What you should do: Return all of the data exactly as given.

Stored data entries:
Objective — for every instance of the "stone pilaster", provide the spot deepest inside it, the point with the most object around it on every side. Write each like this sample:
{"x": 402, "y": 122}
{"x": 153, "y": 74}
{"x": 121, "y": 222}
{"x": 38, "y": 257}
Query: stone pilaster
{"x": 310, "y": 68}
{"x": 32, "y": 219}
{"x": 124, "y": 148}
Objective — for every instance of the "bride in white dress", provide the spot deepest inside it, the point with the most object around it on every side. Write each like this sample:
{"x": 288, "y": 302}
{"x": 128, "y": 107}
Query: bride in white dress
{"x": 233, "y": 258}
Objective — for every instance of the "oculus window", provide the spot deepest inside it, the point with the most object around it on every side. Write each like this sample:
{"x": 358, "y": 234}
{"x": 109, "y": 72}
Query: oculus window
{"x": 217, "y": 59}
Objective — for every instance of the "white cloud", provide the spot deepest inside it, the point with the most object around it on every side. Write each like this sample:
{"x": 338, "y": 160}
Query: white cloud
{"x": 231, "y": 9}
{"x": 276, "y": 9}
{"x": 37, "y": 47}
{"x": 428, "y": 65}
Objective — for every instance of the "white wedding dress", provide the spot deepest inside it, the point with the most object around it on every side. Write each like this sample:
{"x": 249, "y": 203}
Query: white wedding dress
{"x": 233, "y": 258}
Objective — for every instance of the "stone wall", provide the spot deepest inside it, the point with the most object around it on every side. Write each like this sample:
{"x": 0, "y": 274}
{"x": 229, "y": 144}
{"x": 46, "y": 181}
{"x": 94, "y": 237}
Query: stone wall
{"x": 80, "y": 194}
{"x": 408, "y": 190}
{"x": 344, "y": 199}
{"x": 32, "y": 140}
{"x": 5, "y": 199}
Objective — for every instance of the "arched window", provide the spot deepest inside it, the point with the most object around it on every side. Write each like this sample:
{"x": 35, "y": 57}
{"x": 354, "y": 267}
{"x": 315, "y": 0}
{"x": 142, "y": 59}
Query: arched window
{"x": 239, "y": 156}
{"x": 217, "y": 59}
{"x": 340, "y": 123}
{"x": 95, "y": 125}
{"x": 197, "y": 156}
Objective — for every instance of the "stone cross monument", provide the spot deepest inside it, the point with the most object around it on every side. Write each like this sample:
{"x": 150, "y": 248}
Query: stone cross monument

Response box:
Objective — for every instance of the "stone pilaster", provide the spot deepest inside it, the point with the most object around it on every side. Write each like this sample:
{"x": 402, "y": 122}
{"x": 153, "y": 74}
{"x": 121, "y": 222}
{"x": 38, "y": 257}
Query: stone pilaster
{"x": 310, "y": 68}
{"x": 32, "y": 219}
{"x": 124, "y": 148}
Objective — for every instance of the "bride in white dress", provide the spot deepest inside it, the point with the most object around it on every side. Write each like this sample:
{"x": 288, "y": 302}
{"x": 128, "y": 107}
Query: bride in white dress
{"x": 233, "y": 258}
Objective — for every instance of the "oculus window", provide the spot deepest inside it, the point with the most object around it on every side. Write each like this sample:
{"x": 358, "y": 234}
{"x": 109, "y": 72}
Query: oculus window
{"x": 217, "y": 59}
Objective — for every instance of the "white cloud", provide the spot deepest inside it, the point with the most object around it on every side. Write each like this sample:
{"x": 338, "y": 160}
Query: white cloud
{"x": 231, "y": 9}
{"x": 276, "y": 9}
{"x": 37, "y": 47}
{"x": 428, "y": 65}
Objective — for every instance of the "white wedding dress", provide the spot deepest inside it, the point with the most object around it on every side. Write each like this sample:
{"x": 249, "y": 203}
Query: white wedding dress
{"x": 233, "y": 258}
Objective — for every instance of the "stone wall", provide the spot deepest inside it, the point with the most object around it on every side. Write each like this sample:
{"x": 0, "y": 274}
{"x": 229, "y": 144}
{"x": 46, "y": 181}
{"x": 94, "y": 237}
Query: stone wall
{"x": 80, "y": 194}
{"x": 408, "y": 190}
{"x": 344, "y": 199}
{"x": 32, "y": 140}
{"x": 5, "y": 199}
Objective — for every instance of the "arched window", provide the spot deepest inside it, the point with the most object around it on every side. Write each like this sample:
{"x": 35, "y": 57}
{"x": 354, "y": 267}
{"x": 315, "y": 0}
{"x": 142, "y": 59}
Query: arched window
{"x": 239, "y": 156}
{"x": 217, "y": 59}
{"x": 340, "y": 123}
{"x": 95, "y": 125}
{"x": 197, "y": 156}
Objective — for every instance of the "stone cross monument", provide the spot deepest inside it, the point with the most object around it on every side. Write each like this sample:
{"x": 150, "y": 248}
Query: stone cross monument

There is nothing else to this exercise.